Passage given:
------------------------

I JUST MADE A BONFIRE OF HORRORS. Thousands of photocopies of historic photos ... into the fire they went. Images of every possible cruelty human beings can inflict upon others. Starved corpses, their empty eye sockets crawling with flies. Charred hands curled into macabre fists. Skulls like cracked eggs. The thousand-yard stare of the dying. The upper half of a body with no bottom, the bottom half with no top. Women wailing over mass graves. And -- the most horribly memorable long after the flames devoured it -- a whole series of photos of a man literally being taken to pieces, alive, conscious, and watching as his tormenters slice segments of his naked body away.
For the last year these photos (and cassettes of equally grim film footage) have been my life. This is the raw material of "Innocents Betrayed," JPFO's landmark video documentary demonstrating that when governments wish to commit mass slaughter, they first disarm their victims. As script writer on the project, I didn't merely write the words (in consultation with Aaron Zelman and Richard W. Stevens). It was also my job to choose the final images from the thousands of photos and dozens of reels of film footage submitted to us. Thus these thousands of copies of photographs, paintings, and documentary film footage.
I've seldom every felt so honored to work on a project and so grateful to have been chosen. And I've never, ever been so depressed -- so downright horrified -- by a project. "Innocents Betrayed" is going to be outstanding. Every time I see a rough cut of a new segment, I'm astonished. Thinking I never want to view another second of those horrors, I'm moved anew by what Aaron has wrought. But ... well, once you've seen "Innocents" you may never see the world the same way again.
Please don't let me give you the impression that "Innocents" will be a horror fest for viewers. It won't be. It's a powerful, moving account in which you see horrors as a consequence of a bigger reality. But living with it every day for the last year, and knowing those unthinkable images were piling up higher and higher in what is meant to be my little house of peace ... well, that has been unbearable at times.

------------------------

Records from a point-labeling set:
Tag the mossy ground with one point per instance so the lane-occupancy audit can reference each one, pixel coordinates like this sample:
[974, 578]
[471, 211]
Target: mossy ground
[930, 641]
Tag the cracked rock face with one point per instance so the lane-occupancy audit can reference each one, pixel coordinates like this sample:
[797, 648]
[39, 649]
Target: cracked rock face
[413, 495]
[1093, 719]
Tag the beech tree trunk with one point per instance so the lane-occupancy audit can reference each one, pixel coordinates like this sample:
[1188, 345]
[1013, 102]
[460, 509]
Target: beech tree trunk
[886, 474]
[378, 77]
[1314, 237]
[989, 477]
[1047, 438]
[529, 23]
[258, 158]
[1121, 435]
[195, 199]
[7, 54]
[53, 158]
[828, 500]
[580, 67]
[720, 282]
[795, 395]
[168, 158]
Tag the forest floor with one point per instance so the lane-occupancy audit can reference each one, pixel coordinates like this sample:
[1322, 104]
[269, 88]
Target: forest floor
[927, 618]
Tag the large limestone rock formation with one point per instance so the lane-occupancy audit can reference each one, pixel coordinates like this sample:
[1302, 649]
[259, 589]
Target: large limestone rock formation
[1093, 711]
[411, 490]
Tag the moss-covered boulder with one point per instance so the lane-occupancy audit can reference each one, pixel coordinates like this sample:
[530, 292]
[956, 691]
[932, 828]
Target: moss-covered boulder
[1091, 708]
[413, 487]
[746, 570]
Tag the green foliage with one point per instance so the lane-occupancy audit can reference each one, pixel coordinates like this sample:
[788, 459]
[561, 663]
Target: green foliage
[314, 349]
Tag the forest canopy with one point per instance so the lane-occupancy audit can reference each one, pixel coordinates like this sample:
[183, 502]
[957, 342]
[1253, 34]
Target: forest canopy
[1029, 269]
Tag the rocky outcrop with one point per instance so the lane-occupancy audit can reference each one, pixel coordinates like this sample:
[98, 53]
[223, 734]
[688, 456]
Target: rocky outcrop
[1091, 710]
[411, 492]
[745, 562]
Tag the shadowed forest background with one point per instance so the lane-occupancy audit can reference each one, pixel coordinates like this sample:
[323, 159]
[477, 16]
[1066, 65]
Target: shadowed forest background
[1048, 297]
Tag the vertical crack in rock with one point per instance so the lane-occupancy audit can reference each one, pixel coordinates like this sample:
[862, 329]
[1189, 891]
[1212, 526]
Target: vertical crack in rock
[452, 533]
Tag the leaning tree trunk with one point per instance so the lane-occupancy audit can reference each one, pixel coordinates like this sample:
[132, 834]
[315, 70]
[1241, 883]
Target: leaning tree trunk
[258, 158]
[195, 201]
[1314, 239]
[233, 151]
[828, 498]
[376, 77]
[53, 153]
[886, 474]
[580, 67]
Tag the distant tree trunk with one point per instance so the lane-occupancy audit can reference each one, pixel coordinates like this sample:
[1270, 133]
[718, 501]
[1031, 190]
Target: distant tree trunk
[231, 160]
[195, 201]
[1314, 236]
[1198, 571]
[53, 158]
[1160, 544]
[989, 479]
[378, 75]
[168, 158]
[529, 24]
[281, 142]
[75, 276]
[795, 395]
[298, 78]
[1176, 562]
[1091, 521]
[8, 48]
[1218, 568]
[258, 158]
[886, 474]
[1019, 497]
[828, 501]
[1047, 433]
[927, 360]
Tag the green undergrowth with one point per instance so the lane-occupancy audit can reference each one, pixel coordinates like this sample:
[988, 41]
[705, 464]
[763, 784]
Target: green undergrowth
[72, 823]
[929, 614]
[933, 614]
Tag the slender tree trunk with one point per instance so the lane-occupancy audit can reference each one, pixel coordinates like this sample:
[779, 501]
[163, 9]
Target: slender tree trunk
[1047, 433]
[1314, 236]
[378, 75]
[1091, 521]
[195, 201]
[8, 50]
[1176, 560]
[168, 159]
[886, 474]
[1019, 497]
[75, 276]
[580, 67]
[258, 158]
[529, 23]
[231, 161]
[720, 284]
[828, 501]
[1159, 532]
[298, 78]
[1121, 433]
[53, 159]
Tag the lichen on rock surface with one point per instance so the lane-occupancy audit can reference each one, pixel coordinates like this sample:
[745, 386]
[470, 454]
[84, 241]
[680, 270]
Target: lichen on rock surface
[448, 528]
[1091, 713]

------------------------

Stated goal 1: Which kinds of material does the passage about "Innocents Betrayed" list in its sentence beginning "Thus these thousands of copies"?
Stated goal 2: Continue the passage about "Innocents Betrayed" from its last sentence.
The records aren't needed here.

Final result 1: Photographs, paintings, and documentary film footage.

Final result 2:
"Innocents Betrayed" is almost done now. Just a few more minutes of footage to produce. And I am done now. Every segment of the script, right down to the closing credits, has been written, reviewed, re-written, and submitted to the production company, along with its hundreds of images. I've got just one job left and that will be a pleasure -- to sit in on the recording of the voiceover with the wonderful, talented, skilled pro who'll give the final polish to our production. (Up to now we've been cutting to a "scratch track," a non-professional narration that gives the editor a pattern to follow but still gives us the flexibility to keep on polishing the script right to the end.)
And so, the bonfire -- consigning a two-foot-tall monument to human cruelty and misplaced trust to fierce, cleansing flames. When I first carried the folders of photocopies out to the burn barrel, I thought I was merely doing something practical -- throwing the images away without taking up space in the trash can. But as the flames roared out and one after another the images curled up and withered away and out of my life, out of my house, out of my consciousness, into the pure blue spring sky, I felt my own spirit rising with the heat above the fire. My shoulders, which have been tight for months, suddenly didn't hurt any more. The horrors are still real and in the world and a genuine danger to us all. But in some absolutely primitive, visceral way, I felt as if they had also risen into the air and dissipated like the spirit of Sauron after the One Ring went tumbling into the fiery crack on Mt. Doom.